# GIVEN INSTRUCTION
In the listing below, begin at the line that contains "on the gold" and stop after the line that contains "the woman's right". Reproduce those lines in full, requests included, shifting every coordinate in the answers by -100.

Some records:

>>>

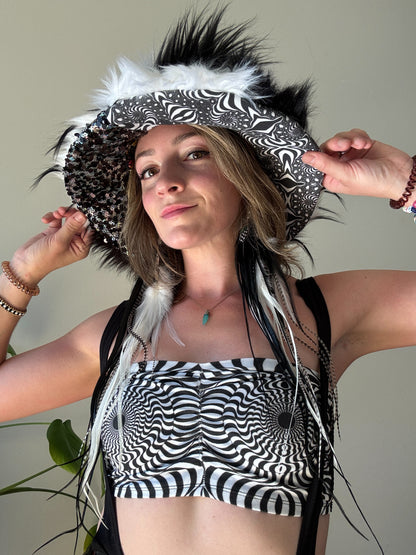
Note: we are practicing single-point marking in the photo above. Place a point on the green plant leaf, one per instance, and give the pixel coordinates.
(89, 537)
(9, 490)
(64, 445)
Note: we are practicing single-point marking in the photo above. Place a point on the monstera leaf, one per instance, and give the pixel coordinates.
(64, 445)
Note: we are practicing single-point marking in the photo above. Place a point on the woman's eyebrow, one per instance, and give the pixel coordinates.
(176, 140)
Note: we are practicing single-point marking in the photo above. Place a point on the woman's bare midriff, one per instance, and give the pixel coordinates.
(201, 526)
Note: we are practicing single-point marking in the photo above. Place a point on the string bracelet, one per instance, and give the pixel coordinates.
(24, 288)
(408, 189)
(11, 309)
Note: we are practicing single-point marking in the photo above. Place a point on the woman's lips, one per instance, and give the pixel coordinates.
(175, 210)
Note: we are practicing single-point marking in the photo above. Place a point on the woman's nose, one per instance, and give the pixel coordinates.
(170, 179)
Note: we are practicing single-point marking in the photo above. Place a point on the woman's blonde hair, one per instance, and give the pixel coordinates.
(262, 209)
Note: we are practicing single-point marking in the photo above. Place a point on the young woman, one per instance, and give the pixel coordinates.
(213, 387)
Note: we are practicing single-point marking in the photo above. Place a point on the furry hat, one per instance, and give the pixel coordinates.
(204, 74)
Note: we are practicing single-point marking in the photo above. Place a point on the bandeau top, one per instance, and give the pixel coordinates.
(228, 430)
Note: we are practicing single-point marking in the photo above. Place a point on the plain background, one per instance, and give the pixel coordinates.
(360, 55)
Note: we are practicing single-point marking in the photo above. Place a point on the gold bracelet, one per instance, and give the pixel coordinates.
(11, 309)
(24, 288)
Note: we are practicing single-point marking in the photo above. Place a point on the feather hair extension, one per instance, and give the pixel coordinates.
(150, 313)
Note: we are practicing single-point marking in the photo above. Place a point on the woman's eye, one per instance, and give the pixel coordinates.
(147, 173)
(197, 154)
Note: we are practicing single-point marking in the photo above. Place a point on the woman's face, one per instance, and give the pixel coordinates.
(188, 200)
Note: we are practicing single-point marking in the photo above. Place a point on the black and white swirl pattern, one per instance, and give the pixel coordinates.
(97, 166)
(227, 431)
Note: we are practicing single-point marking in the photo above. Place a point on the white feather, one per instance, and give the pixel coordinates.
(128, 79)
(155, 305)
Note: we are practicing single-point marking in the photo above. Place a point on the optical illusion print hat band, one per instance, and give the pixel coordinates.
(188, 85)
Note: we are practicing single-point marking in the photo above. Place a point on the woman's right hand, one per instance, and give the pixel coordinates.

<<<
>>>

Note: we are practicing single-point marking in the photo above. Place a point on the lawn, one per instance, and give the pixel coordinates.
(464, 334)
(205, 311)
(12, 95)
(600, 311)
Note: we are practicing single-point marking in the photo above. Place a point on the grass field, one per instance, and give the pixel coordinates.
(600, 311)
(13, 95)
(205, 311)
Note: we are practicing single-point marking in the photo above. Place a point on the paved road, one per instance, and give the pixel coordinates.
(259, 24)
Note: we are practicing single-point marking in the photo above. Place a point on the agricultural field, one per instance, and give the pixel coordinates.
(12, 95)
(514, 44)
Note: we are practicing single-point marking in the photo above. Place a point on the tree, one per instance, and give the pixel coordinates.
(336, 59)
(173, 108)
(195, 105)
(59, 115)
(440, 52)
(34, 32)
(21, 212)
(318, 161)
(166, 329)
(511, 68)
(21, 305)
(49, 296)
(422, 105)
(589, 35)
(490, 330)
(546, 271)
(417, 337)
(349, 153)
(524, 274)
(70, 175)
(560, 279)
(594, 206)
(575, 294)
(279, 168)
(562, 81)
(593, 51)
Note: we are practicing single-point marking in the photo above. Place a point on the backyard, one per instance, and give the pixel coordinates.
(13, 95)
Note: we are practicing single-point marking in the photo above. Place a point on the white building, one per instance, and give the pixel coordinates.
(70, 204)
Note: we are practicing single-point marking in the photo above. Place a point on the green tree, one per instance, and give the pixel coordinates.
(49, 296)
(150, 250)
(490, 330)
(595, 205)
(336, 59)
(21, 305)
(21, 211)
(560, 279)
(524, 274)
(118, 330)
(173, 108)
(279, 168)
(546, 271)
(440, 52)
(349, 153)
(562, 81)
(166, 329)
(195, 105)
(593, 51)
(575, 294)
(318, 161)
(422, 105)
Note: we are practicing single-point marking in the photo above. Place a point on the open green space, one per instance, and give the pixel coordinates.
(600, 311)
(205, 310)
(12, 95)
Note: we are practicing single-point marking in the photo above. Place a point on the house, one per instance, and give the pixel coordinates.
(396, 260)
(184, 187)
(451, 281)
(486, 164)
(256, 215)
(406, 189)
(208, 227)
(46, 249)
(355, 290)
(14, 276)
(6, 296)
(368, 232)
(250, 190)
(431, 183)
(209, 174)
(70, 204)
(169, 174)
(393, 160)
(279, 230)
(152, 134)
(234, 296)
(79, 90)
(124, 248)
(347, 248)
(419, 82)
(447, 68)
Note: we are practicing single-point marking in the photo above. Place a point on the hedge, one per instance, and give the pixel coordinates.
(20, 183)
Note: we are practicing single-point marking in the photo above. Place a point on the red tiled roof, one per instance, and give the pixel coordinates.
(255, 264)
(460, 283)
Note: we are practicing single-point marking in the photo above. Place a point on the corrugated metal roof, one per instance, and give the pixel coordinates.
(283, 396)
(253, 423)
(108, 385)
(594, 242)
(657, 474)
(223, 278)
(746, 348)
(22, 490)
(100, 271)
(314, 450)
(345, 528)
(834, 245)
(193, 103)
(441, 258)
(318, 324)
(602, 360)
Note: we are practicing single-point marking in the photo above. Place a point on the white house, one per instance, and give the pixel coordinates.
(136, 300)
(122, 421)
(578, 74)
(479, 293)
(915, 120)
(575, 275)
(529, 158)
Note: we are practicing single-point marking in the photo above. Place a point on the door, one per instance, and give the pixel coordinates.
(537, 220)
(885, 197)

<<<
>>>

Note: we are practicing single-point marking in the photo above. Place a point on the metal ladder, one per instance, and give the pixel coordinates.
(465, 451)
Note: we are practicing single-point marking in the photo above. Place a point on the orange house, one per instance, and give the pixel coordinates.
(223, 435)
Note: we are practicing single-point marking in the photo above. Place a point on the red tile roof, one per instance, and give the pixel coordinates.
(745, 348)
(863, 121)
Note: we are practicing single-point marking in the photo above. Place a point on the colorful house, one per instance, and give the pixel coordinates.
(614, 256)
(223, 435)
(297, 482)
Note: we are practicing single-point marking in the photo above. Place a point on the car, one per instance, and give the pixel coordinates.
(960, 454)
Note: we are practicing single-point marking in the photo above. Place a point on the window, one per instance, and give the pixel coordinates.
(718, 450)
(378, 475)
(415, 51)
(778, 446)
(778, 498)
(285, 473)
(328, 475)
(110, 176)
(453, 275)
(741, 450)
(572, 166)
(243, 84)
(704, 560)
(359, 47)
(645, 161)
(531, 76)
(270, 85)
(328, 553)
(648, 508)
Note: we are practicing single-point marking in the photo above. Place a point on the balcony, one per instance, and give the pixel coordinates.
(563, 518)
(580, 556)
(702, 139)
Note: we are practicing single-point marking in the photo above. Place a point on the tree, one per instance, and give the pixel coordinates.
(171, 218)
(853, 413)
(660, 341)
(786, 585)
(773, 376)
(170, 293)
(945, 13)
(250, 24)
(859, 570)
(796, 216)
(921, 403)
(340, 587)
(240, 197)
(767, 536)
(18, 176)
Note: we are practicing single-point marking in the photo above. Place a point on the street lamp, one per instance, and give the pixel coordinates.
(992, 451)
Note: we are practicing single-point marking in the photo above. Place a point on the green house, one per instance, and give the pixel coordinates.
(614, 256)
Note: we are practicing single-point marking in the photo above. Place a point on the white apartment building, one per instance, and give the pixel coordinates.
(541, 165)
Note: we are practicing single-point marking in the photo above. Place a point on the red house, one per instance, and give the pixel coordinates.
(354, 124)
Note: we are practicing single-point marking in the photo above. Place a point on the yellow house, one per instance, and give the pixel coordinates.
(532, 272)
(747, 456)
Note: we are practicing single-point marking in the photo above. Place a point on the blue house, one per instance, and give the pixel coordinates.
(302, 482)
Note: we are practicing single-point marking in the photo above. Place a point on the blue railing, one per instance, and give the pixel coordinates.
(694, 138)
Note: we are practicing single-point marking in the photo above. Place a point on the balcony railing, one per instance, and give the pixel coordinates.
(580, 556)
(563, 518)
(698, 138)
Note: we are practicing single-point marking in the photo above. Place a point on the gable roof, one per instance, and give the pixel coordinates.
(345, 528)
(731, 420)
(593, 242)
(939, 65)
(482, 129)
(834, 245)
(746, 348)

<<<

# WRITTEN RESPONSE
Note: we are practicing single-point marking in the photo above. Place a point on the gold bracelet, one per instance, and give the pixel coordinates.
(-89, 209)
(-76, 188)
Note: we are practicing single-point marking in the photo above. Place a point on the feather hair extension, one per instance, and give the pixel coordinates.
(50, 213)
Note: we are practicing single-point marking in the photo above. Place a point on the woman's eye, one per instance, and give the pixel coordinates.
(47, 73)
(97, 54)
Note: we are practicing single-point marking in the photo above. Place a point on the woman's face, one per instance, and give the pixel coordinates.
(88, 100)
Note: we are practicing single-point marking in the photo above. Place a point on the black and white swirl pattern, one per instance, and give the pixel coordinates.
(-3, 66)
(127, 331)
Note: we are practicing single-point marking in the photo above. Place a point on the white feather, one per instance, and give the pixel coordinates.
(28, -21)
(55, 205)
Note: we are practicing single-point marking in the photo above. Place a point on the optical illusion print hat band, one per instance, and give the pixel coordinates.
(88, -15)
Note: we are practicing single-point marking in the photo above. Place a point on the woman's right hand, one per instance, and give the pixel coordinates.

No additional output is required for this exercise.